* **Aim of the exercise**:
Check each line of the listing for the word "below" and report the ones that have it.

BEGIN

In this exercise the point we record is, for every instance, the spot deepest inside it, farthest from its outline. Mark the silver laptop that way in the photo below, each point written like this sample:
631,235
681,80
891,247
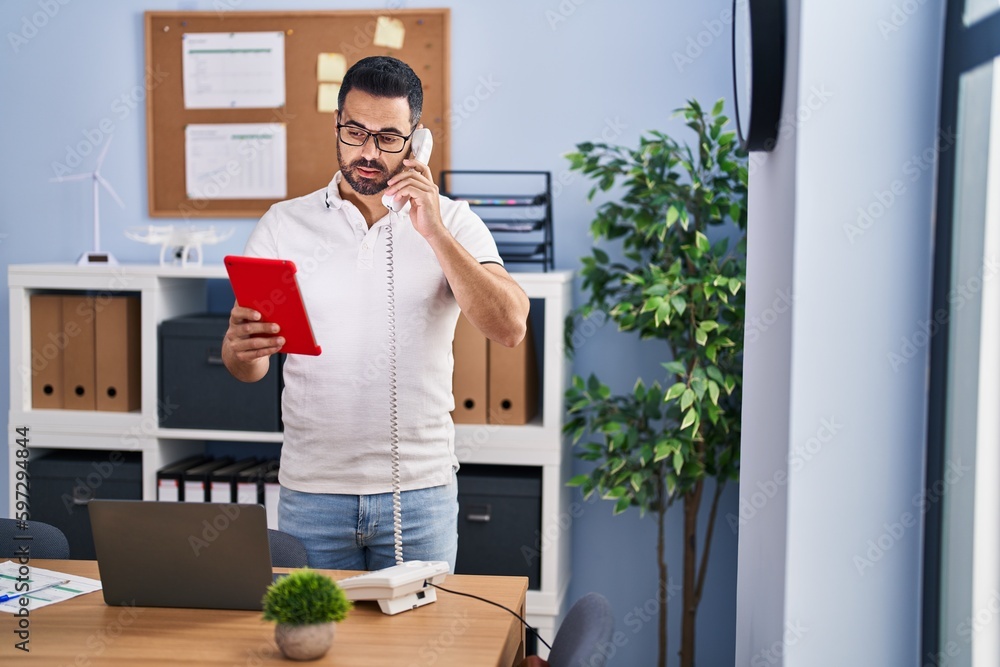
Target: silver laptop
166,554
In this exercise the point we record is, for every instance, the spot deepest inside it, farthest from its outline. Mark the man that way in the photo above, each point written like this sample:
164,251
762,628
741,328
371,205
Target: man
359,268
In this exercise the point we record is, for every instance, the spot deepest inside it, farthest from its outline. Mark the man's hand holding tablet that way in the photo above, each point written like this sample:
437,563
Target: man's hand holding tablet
269,316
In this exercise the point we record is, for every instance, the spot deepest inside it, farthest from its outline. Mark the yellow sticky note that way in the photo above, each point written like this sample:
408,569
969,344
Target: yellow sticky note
389,32
326,100
331,67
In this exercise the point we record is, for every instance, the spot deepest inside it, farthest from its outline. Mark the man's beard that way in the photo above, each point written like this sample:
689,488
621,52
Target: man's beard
365,186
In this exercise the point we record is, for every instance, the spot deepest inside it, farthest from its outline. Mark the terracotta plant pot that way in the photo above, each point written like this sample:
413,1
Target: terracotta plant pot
304,642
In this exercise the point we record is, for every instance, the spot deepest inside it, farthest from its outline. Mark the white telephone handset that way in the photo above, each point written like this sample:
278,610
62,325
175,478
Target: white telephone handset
397,588
421,146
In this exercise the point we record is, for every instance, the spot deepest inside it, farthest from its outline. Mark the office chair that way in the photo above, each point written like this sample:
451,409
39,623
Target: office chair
46,541
582,637
286,550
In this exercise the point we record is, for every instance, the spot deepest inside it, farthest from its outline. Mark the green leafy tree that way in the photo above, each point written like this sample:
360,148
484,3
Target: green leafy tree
660,443
305,597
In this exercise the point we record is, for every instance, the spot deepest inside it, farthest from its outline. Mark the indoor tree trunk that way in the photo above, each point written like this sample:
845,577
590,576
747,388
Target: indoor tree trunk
692,503
662,563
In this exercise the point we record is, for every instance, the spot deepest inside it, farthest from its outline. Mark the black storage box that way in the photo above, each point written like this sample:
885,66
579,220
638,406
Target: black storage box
499,521
196,389
63,482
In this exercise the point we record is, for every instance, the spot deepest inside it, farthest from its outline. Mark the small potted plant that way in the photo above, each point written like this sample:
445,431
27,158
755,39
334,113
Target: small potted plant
305,605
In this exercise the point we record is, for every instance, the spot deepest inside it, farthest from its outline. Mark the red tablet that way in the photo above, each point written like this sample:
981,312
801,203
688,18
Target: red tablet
270,287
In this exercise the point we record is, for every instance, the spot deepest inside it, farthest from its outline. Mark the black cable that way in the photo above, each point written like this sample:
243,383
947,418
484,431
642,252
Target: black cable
495,604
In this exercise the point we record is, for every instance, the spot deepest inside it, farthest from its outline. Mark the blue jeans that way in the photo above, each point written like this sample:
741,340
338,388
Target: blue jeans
345,532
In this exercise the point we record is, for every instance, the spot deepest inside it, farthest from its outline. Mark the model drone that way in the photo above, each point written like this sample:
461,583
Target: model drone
178,245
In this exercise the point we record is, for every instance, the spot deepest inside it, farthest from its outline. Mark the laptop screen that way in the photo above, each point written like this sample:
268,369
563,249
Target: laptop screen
167,554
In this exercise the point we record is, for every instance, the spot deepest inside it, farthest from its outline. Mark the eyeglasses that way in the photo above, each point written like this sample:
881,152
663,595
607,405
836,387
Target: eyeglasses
387,142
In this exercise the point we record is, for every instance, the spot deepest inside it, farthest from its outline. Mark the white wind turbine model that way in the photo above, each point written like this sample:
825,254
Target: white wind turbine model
95,256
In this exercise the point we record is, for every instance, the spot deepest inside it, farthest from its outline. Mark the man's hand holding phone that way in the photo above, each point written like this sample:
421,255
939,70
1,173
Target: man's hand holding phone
248,344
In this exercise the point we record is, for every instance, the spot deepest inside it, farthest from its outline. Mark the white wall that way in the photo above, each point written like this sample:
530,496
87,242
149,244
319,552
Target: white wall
867,95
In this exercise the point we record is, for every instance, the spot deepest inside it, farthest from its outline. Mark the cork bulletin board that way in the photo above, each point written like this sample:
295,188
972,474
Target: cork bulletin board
311,133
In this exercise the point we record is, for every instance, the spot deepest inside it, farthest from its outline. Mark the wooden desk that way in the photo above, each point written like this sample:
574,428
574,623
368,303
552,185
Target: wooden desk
455,630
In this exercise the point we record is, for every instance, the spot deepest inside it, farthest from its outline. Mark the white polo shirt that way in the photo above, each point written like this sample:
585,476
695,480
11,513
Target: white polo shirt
335,407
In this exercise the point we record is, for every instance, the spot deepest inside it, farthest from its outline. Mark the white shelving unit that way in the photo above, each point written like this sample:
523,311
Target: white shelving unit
167,292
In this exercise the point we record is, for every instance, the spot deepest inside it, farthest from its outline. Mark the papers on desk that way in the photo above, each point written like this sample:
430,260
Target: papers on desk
10,576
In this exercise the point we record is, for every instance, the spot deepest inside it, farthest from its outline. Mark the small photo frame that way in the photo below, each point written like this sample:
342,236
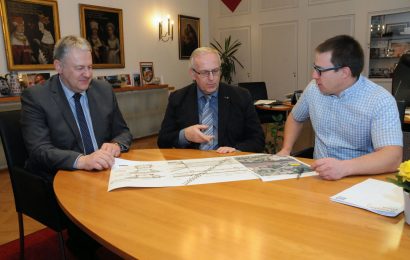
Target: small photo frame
136,79
103,28
188,35
395,29
147,72
30,31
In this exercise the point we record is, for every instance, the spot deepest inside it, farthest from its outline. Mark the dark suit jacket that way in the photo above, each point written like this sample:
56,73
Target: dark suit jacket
238,123
50,132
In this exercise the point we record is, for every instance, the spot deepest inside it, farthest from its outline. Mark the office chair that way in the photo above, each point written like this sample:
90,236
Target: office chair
258,91
33,195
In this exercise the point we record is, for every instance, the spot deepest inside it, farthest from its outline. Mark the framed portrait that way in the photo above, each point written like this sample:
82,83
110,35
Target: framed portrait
395,29
188,35
103,28
30,30
147,72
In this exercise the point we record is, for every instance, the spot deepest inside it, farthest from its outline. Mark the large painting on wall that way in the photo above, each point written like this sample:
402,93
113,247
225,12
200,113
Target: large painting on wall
30,29
102,27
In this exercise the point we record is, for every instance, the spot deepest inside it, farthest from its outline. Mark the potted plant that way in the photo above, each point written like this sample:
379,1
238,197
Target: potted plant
227,53
402,179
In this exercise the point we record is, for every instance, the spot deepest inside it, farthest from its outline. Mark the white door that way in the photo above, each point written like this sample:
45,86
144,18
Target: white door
279,58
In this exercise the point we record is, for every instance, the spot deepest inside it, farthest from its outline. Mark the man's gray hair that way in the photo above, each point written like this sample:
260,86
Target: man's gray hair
200,51
65,44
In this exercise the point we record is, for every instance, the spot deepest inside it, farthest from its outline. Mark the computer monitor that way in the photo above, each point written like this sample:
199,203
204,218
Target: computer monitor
401,79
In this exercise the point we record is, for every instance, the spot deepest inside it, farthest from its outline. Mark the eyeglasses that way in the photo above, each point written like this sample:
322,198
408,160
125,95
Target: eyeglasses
207,73
320,70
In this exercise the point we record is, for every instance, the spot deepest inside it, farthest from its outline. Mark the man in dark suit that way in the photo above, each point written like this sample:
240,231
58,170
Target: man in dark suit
50,123
210,115
72,122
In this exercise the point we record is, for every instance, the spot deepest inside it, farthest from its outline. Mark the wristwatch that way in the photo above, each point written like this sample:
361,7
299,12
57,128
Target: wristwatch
123,148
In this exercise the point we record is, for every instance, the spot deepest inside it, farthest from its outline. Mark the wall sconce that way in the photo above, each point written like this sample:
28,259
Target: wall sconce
169,34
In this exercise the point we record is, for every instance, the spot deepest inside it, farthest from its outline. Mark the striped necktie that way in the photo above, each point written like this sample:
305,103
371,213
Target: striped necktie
207,119
85,132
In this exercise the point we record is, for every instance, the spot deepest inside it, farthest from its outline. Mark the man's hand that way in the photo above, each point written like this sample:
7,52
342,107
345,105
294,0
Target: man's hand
194,134
113,148
330,168
98,160
225,149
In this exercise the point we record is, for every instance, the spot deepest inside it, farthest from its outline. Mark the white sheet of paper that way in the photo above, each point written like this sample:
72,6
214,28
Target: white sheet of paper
177,172
264,102
380,197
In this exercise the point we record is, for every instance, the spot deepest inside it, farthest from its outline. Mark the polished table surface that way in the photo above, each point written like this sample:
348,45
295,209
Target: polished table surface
233,220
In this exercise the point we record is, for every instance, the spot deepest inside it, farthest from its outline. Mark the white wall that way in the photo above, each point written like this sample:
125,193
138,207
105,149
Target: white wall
140,35
354,17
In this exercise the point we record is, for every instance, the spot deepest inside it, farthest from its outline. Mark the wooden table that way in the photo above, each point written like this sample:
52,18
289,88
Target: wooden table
286,219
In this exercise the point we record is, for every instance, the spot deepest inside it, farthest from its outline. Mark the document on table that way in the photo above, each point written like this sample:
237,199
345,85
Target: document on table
177,172
267,167
380,197
262,102
272,167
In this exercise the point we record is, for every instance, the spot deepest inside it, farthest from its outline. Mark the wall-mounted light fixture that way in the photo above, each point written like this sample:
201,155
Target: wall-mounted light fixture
169,25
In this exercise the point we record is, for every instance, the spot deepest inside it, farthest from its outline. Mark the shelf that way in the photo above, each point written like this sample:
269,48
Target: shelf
389,38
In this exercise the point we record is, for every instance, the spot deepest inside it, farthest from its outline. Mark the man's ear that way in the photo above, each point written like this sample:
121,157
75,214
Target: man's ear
347,73
192,73
58,66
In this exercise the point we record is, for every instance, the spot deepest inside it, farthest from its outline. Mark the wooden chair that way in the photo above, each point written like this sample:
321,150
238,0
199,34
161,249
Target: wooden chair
33,195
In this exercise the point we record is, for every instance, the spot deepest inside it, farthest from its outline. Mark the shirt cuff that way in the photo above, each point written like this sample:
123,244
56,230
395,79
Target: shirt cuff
182,141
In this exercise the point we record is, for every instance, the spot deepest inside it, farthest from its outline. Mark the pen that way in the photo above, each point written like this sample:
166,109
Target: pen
299,171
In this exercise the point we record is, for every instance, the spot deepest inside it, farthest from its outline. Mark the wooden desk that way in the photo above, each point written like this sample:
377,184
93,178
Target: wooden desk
284,107
407,119
286,219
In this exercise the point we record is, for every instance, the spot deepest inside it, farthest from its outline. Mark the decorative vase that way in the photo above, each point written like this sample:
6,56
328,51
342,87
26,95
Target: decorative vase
407,206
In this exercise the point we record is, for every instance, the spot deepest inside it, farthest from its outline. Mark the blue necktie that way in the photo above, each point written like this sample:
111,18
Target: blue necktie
207,119
85,132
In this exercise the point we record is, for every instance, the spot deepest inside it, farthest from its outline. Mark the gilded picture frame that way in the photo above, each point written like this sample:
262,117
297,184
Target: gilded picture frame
189,35
30,30
147,72
103,28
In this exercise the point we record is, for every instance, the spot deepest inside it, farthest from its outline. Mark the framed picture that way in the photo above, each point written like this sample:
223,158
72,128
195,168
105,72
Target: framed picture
137,79
188,35
102,27
30,30
147,72
394,29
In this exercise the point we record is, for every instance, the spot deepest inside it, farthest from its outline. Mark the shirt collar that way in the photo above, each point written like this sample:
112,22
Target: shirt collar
67,91
201,94
352,89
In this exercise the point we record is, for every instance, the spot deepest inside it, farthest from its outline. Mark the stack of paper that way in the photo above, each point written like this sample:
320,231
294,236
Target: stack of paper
267,102
380,197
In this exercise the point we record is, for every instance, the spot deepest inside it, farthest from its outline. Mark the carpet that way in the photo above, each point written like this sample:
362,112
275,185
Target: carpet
44,244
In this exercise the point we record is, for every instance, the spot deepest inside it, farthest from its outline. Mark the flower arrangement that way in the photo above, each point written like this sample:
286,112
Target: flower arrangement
403,176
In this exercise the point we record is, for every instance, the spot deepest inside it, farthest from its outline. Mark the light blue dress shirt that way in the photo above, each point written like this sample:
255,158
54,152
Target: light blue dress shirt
201,103
362,118
84,103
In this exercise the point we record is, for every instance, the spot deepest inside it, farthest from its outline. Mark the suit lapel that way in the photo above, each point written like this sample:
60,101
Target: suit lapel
95,116
224,103
191,106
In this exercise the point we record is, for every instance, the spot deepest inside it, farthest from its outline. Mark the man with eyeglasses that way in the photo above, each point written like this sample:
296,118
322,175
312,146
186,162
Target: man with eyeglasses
210,115
356,122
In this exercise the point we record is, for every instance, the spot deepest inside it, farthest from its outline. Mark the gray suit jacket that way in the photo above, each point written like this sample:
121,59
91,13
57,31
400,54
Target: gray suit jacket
50,132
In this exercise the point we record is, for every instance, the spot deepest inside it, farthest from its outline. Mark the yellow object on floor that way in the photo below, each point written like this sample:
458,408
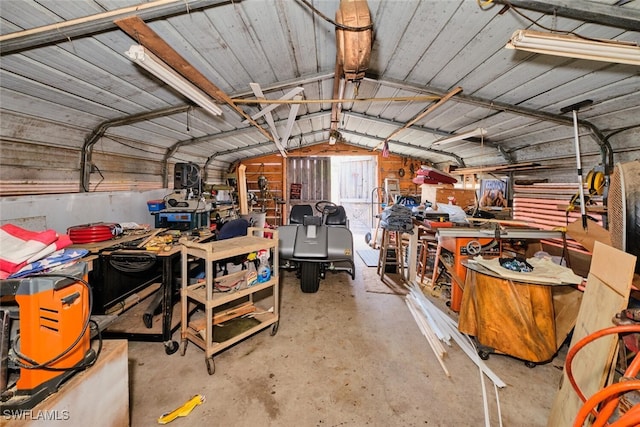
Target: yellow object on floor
182,411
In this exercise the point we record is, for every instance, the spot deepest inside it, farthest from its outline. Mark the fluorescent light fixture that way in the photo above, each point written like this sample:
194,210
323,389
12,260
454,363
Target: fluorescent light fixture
575,47
476,132
158,68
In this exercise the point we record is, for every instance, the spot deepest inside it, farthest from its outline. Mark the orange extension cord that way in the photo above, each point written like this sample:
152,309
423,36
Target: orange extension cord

END

* **Task output**:
In this exercise the point we record is, for every instance, the spot deepest inside it, farthest from its outline. Mark the silver laptop that way in the photo below, each point written like this sample:
In this exercise the point we record is, for every instance, the spot deepest inside it, farthest from its outline. Mark the small photo frame that way in the photo below, each point written like this sample:
In this exercise the point we record is, for every instance, the spot deepest inside it, farthest from its outline. Mark the yellow object on floor that way in the photo below, each point written like this sample:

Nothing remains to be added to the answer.